### Description of the task
Please copy the records below word for word, leaving out the pictures.

### Stored rows
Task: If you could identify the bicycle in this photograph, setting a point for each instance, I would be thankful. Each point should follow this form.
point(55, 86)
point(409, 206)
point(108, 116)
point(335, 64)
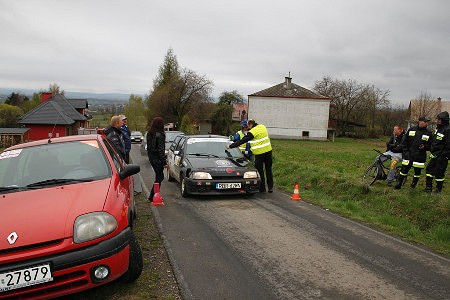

### Reply
Task: If you could identify the bicycle in this photograph, setting a point for each instance, I would be thankful. Each point should follow this form.
point(55, 86)
point(409, 206)
point(108, 116)
point(335, 64)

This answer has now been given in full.